## Problem to solve
Format the entries from the line containing "every window present." through the line containing "[248,160,375,292]" as a numbered list, both lines included and blank lines omitted.

## Stored data
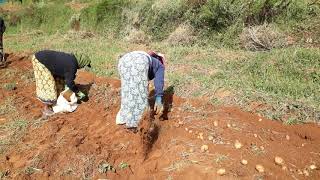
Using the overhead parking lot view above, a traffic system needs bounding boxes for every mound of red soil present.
[0,54,320,179]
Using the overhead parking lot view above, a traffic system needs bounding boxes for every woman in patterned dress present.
[32,50,91,116]
[116,51,165,132]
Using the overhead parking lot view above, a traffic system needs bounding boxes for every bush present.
[80,0,128,34]
[240,24,286,51]
[166,24,196,45]
[140,0,188,40]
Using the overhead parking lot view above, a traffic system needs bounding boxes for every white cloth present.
[52,90,78,113]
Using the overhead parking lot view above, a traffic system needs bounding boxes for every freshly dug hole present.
[139,110,160,159]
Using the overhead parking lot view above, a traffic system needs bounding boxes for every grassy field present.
[1,0,320,124]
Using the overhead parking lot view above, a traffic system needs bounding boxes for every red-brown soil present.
[0,54,320,180]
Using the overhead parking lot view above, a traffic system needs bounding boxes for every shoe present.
[42,110,54,117]
[116,115,126,125]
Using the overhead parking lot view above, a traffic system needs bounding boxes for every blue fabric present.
[35,50,78,92]
[148,57,164,97]
[156,96,162,104]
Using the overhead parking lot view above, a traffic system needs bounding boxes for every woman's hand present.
[153,96,163,114]
[77,91,86,100]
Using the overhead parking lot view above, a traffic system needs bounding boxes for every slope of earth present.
[0,54,320,179]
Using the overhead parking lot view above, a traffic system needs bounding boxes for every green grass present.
[1,0,320,122]
[7,31,320,122]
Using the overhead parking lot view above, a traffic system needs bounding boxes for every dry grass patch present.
[240,24,287,51]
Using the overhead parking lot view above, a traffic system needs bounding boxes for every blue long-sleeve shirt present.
[148,56,164,97]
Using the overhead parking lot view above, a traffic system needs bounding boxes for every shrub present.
[80,0,128,34]
[166,24,196,45]
[240,24,286,51]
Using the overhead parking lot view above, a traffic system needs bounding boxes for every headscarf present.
[148,51,166,66]
[74,53,91,69]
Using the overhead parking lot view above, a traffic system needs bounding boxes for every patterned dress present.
[32,56,65,105]
[116,51,151,127]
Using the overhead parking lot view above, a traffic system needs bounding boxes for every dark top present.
[35,50,78,92]
[0,17,6,35]
[148,57,164,96]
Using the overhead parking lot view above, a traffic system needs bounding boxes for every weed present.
[214,154,229,164]
[24,166,42,175]
[98,162,116,174]
[0,170,10,179]
[119,162,130,169]
[283,117,302,125]
[24,167,36,175]
[0,97,17,116]
[251,145,265,156]
[3,83,17,91]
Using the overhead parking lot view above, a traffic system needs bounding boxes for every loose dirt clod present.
[234,140,242,149]
[241,159,248,165]
[286,135,290,141]
[309,164,317,170]
[256,164,265,173]
[208,136,214,141]
[139,111,159,159]
[303,169,310,177]
[274,156,284,166]
[201,145,209,152]
[217,168,226,176]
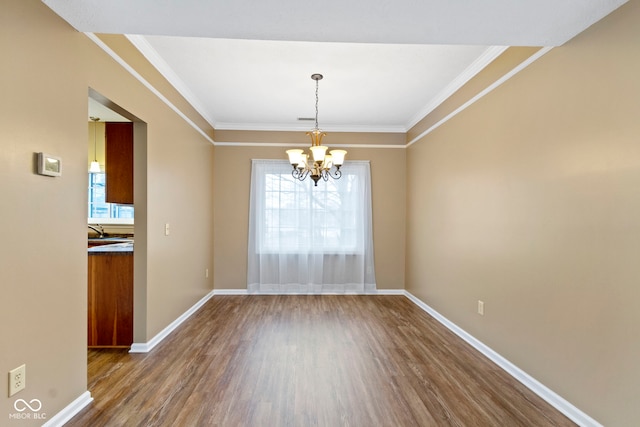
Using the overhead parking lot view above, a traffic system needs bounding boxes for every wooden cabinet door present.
[87,254,133,347]
[105,122,133,204]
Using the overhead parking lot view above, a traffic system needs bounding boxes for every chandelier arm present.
[327,168,342,179]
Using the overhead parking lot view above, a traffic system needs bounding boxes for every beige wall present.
[214,144,406,289]
[0,0,213,426]
[407,2,640,426]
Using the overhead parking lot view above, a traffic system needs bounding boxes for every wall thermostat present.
[38,153,62,176]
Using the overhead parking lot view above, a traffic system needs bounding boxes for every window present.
[88,172,133,224]
[248,160,375,292]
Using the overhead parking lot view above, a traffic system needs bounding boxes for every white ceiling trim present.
[124,34,217,129]
[404,46,509,132]
[213,141,407,149]
[216,122,407,133]
[405,46,553,147]
[84,33,214,144]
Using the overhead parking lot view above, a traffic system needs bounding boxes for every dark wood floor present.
[67,295,574,427]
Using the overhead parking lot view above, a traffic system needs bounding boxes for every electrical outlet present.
[9,365,27,397]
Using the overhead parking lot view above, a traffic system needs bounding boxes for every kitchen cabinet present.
[105,122,133,204]
[87,251,133,347]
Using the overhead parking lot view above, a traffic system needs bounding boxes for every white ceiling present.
[43,0,626,132]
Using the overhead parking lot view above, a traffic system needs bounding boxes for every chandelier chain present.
[316,80,319,130]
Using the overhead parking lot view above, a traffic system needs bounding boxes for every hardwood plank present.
[67,295,574,426]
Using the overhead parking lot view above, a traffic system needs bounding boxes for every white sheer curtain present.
[247,160,376,293]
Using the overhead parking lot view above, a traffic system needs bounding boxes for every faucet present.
[87,224,104,239]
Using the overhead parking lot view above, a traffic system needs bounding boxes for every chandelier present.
[287,74,347,187]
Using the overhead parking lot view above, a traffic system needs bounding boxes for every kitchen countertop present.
[87,242,133,255]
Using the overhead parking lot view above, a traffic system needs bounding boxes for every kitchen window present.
[88,172,133,224]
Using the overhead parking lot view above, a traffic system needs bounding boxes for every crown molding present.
[405,46,509,132]
[124,34,216,129]
[84,33,213,144]
[406,46,553,147]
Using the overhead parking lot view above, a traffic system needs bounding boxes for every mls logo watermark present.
[9,399,47,420]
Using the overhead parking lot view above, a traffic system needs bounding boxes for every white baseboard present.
[129,291,214,353]
[213,289,405,295]
[213,289,248,295]
[404,291,602,427]
[42,391,93,427]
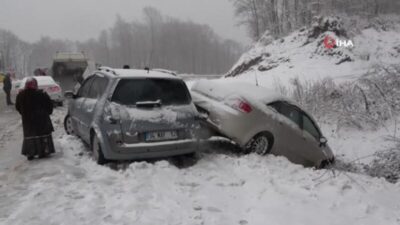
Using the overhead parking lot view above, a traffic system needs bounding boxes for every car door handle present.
[104,116,118,124]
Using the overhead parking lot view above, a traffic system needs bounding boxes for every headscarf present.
[25,77,38,90]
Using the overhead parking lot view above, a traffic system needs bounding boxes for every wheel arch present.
[245,130,275,152]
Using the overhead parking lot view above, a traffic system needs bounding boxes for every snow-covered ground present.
[0,16,400,225]
[0,86,400,225]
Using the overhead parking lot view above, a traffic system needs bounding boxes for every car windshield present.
[112,78,191,105]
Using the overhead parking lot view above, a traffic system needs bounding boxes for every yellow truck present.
[51,52,89,91]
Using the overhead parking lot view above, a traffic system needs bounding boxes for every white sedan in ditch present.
[191,80,334,167]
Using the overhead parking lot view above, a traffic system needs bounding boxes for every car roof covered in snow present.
[191,79,290,104]
[99,67,180,79]
[22,76,56,86]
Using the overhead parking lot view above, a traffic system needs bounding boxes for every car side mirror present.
[195,113,208,121]
[64,91,76,99]
[319,137,328,147]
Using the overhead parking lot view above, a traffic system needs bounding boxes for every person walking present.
[3,73,14,105]
[15,78,55,160]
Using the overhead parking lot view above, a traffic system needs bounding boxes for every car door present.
[81,74,108,143]
[270,101,303,163]
[70,77,94,137]
[301,112,326,162]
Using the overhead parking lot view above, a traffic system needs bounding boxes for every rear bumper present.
[103,139,199,160]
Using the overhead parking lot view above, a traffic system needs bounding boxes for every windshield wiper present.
[135,99,162,108]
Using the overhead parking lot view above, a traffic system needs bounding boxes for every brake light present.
[239,101,253,113]
[227,99,253,113]
[47,86,61,92]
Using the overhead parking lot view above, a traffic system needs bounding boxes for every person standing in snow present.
[3,73,13,105]
[15,78,55,160]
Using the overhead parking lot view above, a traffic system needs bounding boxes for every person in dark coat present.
[15,78,55,160]
[3,73,13,105]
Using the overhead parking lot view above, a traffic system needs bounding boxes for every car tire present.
[90,134,107,165]
[245,133,273,155]
[64,115,76,136]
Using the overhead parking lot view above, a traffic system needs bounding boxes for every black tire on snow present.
[245,132,274,155]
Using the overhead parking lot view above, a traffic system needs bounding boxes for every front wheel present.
[246,133,272,155]
[91,134,107,165]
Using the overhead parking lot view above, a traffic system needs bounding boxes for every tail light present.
[47,86,61,92]
[227,99,253,113]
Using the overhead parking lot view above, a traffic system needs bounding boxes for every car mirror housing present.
[319,137,328,147]
[195,113,208,121]
[64,91,75,99]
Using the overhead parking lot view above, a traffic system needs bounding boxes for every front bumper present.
[103,139,200,160]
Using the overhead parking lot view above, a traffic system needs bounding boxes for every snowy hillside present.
[227,18,400,86]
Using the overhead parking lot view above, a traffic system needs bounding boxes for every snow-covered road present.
[0,92,400,225]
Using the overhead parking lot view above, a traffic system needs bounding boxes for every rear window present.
[112,78,191,105]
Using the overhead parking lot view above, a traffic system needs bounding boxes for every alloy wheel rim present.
[254,136,268,155]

## Solution to the exercise
1. Using the overhead parking lot view above, a traffic system needs bounding boxes for every window present.
2. [88,172,133,224]
3. [248,160,375,292]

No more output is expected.